**** SUPPLIED PASSAGE

/NOT FOR DISSEMINATION IN THE UNITED STATES OR DISTRIBUTION THROUGH UNITED STATES NEWS OR WIRE SERVICES/
STONEY CREEK, ON, May 5, 2015 /CNW/ - Innova Gaming Group Inc. ("Innova") (TSX: IGG), which provides games, systems and tickets for the North American gaming industry, predominantly in the business to government lottery sector, announced today that it has successfully completed an initial public offering and secondary offering (the "Offering") of its common shares ("Shares"). Innova's Shares will commence trading today on the Toronto Stock Exchange under the symbol "IGG".
"We're extremely pleased to have completed our IPO. This is an important milestone that we anticipate will help us accelerate our development of new and innovative products, games and technologies for the large government lottery and gaming industries," said Innova's Chairman and CEO, Richard M. Weil.
In connection with the Offering, Innova issued and sold 3,750,000 Shares from treasury and 8,520,000 Shares were sold by Amaya Inc. ("Amaya"), at a price of Cdn$4.00 per Share. The Offering resulted in gross proceeds of Cdn$15.0 million to Innova and gross proceeds of Cdn$34.1 million to Amaya, for total aggregate gross proceeds of Cdn$49.1 million.
The Offering was made through a syndicate of underwriters led by Canaccord Genuity Corp. and including Cantor Fitzgerald Canada Corporation, Cormark Securities Inc., Desjardins Securities Inc., Dundee Securities Ltd. and Clarus Securities Inc. (collectively, the "Underwriters").

********

§ PROBLEM STATEMENT
Copy the part of the Innova offering announcement starting at "In connection with" and ending at "of Cdn$49.1 million.".

**** PROVIDED RECORDS

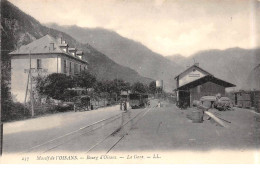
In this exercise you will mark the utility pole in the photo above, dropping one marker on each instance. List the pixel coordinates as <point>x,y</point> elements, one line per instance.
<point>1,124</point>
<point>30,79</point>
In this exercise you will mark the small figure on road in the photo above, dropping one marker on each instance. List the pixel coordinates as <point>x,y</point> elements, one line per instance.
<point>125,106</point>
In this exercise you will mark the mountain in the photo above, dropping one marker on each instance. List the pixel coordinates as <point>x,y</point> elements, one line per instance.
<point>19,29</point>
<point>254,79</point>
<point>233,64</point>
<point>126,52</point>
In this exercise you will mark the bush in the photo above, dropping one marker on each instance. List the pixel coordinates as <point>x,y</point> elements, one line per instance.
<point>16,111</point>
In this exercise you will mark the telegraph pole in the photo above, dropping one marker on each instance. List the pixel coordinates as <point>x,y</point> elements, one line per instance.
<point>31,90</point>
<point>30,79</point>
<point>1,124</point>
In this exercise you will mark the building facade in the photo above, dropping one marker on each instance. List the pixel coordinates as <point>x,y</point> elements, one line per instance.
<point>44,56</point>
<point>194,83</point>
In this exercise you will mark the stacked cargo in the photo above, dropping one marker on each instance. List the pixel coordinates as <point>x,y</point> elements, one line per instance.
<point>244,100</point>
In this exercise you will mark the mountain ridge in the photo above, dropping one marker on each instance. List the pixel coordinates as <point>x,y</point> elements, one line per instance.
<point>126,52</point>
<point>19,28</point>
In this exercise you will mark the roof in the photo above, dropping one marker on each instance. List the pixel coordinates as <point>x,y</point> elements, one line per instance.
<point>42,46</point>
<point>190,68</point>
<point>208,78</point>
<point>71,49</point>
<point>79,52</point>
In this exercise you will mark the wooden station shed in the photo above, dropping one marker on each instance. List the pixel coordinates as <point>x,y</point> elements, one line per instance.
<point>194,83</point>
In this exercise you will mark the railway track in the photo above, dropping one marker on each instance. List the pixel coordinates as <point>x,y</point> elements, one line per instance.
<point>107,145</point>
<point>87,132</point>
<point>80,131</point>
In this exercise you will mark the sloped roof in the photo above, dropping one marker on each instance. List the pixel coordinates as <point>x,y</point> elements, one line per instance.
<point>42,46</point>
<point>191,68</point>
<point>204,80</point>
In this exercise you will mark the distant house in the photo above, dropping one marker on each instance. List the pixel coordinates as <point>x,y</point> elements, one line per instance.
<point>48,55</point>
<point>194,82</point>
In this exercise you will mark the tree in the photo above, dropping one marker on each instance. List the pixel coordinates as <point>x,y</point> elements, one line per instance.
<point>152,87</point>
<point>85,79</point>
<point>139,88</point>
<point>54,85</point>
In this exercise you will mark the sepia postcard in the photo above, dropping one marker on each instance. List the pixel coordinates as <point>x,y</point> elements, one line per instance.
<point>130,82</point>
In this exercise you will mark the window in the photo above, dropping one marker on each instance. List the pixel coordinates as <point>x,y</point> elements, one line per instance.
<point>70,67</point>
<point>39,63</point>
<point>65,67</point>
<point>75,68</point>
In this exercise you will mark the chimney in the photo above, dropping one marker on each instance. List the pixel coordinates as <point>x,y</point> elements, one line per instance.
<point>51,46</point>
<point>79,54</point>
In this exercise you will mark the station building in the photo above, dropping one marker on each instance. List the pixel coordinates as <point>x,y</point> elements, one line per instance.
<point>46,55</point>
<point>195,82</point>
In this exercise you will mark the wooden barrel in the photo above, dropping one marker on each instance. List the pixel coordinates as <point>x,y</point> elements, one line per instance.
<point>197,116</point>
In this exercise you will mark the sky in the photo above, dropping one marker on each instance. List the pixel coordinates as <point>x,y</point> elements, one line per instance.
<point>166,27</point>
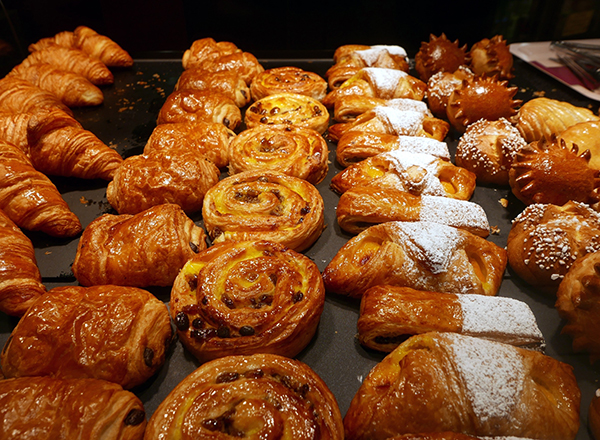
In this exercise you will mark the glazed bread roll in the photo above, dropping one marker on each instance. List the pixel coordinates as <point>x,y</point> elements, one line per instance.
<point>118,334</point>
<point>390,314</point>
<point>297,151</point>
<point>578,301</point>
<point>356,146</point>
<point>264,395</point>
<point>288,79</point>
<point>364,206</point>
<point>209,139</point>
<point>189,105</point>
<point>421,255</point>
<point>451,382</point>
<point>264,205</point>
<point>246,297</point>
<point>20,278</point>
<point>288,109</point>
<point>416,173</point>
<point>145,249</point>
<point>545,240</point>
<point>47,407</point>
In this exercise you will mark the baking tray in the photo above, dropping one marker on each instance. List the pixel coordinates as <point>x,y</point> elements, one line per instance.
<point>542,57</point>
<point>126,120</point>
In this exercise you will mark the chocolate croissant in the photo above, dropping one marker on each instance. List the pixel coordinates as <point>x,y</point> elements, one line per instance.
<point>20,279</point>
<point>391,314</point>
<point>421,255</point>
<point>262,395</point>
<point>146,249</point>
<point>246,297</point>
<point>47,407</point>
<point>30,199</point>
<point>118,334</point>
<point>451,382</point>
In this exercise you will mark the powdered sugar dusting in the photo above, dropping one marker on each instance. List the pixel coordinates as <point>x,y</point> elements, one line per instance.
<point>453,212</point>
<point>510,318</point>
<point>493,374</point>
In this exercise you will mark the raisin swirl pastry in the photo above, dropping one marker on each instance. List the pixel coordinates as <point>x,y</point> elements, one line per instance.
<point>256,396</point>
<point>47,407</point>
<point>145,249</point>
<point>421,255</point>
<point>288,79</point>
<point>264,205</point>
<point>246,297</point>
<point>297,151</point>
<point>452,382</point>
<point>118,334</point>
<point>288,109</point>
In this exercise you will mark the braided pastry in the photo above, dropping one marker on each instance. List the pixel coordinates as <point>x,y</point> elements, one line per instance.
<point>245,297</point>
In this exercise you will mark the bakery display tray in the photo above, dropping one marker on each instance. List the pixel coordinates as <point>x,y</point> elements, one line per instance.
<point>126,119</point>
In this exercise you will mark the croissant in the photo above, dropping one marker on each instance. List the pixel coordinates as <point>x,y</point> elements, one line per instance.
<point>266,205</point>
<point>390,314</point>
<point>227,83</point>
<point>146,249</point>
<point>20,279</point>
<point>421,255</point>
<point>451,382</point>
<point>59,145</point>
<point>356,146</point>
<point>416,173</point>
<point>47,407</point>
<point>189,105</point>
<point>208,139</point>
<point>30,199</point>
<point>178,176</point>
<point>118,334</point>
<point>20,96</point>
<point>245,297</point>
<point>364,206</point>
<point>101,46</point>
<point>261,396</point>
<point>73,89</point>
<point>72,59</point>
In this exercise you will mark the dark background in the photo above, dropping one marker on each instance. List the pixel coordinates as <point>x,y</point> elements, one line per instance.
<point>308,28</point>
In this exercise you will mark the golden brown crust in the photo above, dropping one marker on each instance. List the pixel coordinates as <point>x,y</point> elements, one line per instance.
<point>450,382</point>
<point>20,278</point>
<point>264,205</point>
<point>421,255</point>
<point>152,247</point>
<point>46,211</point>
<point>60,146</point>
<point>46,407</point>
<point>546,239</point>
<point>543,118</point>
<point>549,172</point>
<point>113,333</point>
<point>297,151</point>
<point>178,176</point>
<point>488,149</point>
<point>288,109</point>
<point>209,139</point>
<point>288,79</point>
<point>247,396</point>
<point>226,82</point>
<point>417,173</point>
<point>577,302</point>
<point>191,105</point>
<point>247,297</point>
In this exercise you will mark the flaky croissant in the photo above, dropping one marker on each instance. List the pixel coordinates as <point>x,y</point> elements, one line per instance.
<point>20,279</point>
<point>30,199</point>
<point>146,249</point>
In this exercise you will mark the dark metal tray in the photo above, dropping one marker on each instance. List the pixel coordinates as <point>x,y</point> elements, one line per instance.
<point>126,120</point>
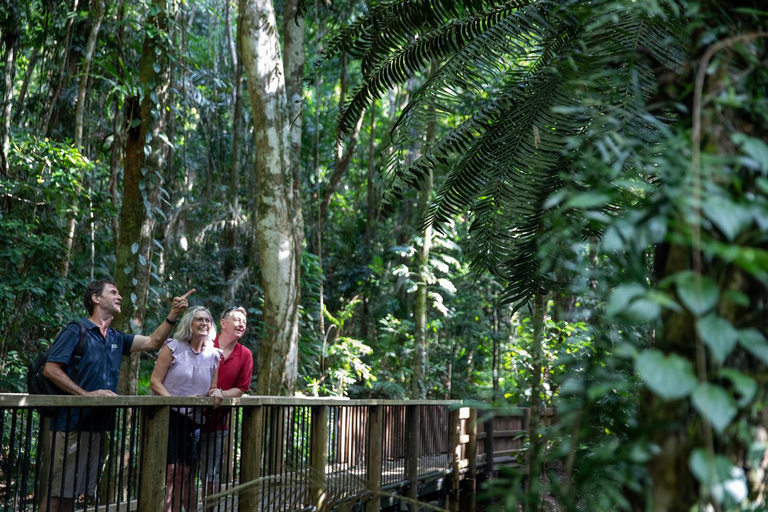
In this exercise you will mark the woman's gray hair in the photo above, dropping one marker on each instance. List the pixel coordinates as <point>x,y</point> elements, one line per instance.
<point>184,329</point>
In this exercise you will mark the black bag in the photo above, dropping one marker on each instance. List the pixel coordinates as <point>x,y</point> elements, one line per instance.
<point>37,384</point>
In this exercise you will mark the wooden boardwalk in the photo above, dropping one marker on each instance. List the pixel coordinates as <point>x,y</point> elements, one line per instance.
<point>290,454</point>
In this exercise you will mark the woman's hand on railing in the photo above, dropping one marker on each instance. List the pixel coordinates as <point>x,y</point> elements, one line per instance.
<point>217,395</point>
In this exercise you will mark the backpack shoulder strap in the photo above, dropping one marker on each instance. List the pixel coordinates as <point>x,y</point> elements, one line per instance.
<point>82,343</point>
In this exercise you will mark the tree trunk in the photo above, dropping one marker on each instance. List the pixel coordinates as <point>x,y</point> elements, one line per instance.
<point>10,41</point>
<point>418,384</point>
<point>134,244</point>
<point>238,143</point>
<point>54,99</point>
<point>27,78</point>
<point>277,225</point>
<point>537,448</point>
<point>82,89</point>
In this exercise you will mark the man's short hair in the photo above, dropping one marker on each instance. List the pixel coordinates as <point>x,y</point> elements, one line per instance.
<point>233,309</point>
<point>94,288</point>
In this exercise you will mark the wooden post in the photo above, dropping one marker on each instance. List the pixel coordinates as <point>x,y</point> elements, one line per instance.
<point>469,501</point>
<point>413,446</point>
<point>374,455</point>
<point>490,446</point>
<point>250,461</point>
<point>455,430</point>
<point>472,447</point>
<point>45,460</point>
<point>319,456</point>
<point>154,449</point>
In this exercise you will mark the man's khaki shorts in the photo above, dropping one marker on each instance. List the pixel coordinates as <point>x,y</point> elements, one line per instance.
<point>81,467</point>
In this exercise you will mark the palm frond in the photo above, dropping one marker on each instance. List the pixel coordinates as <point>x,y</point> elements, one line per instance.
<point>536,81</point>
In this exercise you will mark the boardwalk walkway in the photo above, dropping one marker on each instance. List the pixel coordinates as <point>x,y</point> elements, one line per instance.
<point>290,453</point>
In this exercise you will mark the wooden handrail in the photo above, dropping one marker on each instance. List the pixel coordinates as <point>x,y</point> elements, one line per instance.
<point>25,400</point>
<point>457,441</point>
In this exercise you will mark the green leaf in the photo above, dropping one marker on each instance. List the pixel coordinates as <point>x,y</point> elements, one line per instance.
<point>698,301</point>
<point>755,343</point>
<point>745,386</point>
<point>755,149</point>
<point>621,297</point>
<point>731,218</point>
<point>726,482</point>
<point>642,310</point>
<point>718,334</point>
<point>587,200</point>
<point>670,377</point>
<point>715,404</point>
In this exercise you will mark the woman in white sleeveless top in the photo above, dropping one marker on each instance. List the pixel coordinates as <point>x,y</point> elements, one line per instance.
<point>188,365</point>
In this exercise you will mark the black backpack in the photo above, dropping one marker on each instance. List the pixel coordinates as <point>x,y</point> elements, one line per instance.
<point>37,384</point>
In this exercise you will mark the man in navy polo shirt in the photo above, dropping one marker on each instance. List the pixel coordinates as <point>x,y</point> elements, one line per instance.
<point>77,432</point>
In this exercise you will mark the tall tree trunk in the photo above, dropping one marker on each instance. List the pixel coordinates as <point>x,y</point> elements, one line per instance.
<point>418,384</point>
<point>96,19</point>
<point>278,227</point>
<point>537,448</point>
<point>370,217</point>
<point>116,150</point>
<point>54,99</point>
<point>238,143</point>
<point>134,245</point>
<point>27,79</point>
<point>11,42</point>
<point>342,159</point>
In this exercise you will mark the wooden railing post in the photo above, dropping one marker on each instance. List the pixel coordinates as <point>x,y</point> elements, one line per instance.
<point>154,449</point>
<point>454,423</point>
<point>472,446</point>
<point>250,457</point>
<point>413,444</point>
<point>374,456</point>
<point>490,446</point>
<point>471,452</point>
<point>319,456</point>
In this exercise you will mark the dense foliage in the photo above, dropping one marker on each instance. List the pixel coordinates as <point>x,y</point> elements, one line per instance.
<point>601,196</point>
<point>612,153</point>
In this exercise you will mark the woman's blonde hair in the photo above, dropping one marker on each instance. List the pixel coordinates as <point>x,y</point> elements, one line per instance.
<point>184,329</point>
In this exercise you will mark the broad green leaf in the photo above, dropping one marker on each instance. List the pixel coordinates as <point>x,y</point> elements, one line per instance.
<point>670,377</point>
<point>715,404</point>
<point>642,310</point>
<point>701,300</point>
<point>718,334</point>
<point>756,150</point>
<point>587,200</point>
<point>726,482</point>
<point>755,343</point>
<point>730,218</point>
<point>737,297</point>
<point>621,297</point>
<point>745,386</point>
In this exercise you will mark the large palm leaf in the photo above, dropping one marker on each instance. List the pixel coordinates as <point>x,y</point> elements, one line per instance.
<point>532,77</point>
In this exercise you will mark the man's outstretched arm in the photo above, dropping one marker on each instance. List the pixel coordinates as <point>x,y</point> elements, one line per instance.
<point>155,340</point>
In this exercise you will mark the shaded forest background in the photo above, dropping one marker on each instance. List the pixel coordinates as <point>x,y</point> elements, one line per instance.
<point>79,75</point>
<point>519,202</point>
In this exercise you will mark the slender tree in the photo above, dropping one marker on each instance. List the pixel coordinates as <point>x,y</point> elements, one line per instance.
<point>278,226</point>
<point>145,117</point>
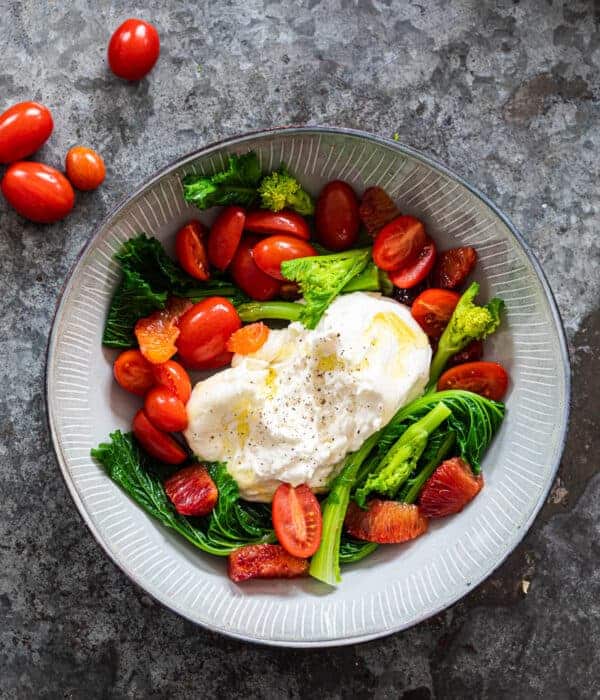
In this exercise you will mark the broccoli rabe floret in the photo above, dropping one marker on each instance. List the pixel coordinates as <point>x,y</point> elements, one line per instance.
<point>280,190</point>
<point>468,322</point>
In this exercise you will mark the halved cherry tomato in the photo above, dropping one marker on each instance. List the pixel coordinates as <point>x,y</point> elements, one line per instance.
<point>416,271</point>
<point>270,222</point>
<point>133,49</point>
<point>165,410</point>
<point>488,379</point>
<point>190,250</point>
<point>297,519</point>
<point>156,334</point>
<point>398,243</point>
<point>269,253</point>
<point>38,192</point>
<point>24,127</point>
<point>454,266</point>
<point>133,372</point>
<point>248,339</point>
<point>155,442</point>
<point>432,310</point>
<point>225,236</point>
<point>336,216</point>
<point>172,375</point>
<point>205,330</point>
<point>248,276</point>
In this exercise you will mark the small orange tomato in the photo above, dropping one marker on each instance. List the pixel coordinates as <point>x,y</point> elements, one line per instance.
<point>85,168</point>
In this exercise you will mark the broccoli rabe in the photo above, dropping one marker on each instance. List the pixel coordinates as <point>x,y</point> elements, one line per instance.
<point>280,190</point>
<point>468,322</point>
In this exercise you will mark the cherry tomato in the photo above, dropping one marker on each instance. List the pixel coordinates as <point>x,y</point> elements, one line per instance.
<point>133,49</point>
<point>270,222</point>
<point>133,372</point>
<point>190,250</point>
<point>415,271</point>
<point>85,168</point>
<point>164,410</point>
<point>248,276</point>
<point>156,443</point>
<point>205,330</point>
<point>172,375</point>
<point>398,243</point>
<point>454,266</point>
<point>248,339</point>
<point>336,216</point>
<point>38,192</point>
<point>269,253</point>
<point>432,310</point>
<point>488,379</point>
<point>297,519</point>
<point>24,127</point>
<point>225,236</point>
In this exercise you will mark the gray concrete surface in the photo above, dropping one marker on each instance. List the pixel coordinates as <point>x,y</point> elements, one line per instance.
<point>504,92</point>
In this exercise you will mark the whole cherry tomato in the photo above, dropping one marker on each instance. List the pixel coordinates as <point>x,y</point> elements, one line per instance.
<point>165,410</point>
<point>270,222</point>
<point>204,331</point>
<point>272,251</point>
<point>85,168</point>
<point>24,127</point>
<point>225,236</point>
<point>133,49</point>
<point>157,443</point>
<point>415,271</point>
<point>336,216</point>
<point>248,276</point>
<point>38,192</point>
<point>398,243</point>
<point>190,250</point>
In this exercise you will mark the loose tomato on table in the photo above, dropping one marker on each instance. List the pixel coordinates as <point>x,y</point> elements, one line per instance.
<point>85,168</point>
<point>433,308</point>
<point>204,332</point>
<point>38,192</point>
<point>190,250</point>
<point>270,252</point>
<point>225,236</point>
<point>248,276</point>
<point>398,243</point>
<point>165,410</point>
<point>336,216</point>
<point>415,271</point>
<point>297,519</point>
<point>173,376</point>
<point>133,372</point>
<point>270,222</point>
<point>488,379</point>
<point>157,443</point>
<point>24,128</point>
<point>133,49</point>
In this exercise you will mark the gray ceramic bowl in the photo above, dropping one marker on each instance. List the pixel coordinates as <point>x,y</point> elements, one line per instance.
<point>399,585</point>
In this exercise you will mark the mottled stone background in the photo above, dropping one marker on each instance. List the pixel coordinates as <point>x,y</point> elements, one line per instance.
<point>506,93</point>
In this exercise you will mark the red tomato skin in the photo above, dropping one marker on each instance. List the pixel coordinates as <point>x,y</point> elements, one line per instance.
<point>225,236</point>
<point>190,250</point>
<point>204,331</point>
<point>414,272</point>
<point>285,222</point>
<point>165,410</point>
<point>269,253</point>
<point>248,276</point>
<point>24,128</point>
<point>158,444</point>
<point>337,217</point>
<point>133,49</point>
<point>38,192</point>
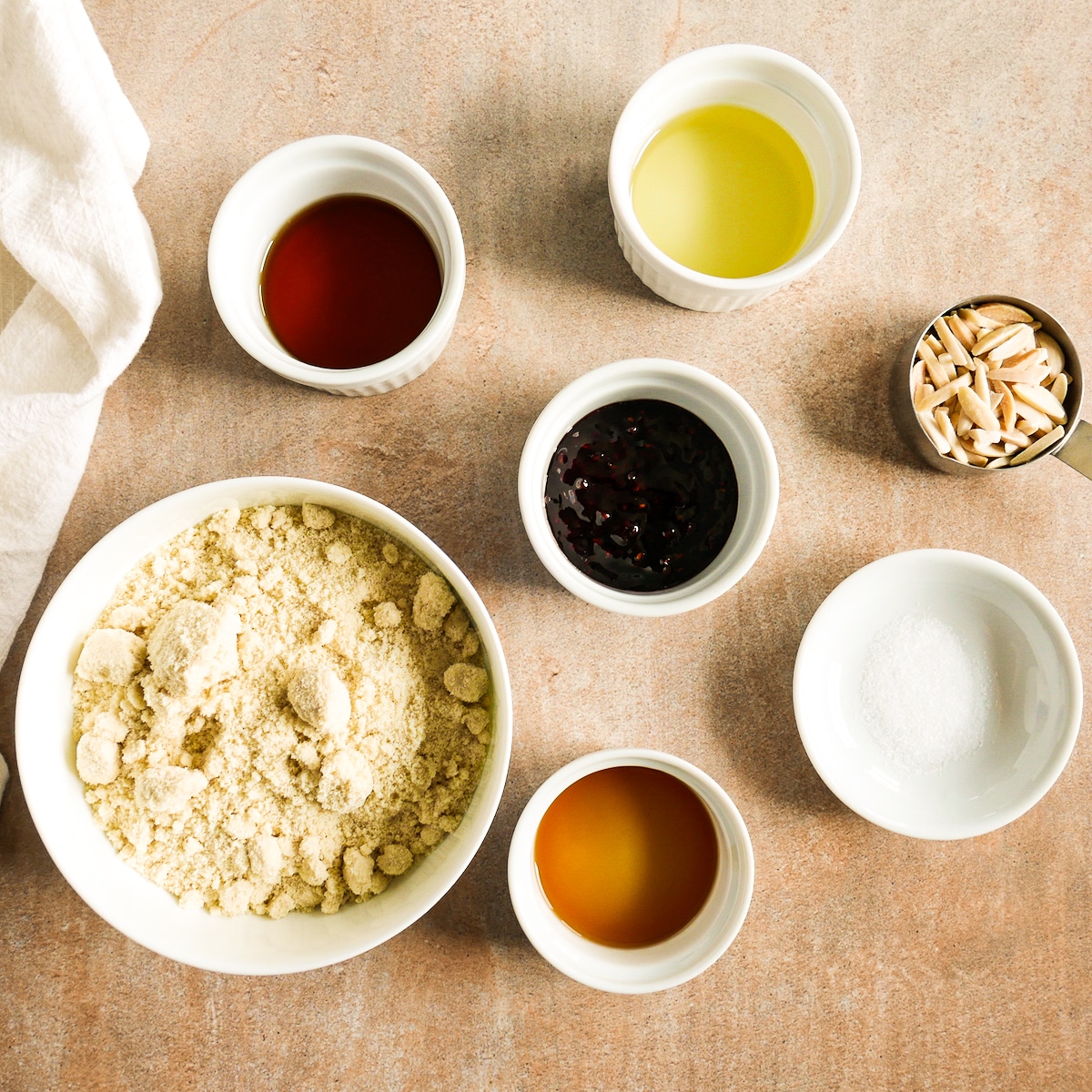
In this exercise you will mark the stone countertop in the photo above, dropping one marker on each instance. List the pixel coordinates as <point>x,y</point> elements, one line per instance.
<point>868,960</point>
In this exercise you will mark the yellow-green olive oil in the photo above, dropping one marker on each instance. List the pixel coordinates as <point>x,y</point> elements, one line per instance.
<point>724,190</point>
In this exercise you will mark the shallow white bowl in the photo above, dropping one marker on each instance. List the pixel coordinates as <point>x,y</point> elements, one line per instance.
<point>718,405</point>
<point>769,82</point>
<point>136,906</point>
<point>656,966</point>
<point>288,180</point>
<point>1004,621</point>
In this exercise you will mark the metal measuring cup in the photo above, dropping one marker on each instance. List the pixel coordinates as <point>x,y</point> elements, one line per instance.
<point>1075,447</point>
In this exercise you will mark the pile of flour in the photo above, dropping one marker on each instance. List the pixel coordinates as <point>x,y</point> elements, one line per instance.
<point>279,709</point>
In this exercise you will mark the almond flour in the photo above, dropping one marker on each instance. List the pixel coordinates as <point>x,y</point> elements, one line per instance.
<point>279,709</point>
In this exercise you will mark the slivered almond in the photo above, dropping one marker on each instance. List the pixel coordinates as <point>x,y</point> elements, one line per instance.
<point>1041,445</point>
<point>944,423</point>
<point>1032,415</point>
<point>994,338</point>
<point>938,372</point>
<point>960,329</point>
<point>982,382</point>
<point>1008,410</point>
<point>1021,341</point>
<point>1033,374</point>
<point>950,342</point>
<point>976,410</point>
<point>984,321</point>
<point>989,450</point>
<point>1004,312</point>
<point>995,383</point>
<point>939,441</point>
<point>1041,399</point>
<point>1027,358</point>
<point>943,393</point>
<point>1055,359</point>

********

§ RESULT
In connection with the Offering, Innova issued and sold 3,750,000 Shares from treasury and 8,520,000 Shares were sold by Amaya Inc. ("Amaya"), at a price of Cdn$4.00 per Share. The Offering resulted in gross proceeds of Cdn$15.0 million to Innova and gross proceeds of Cdn$34.1 million to Amaya, for total aggregate gross proceeds of Cdn$49.1 million.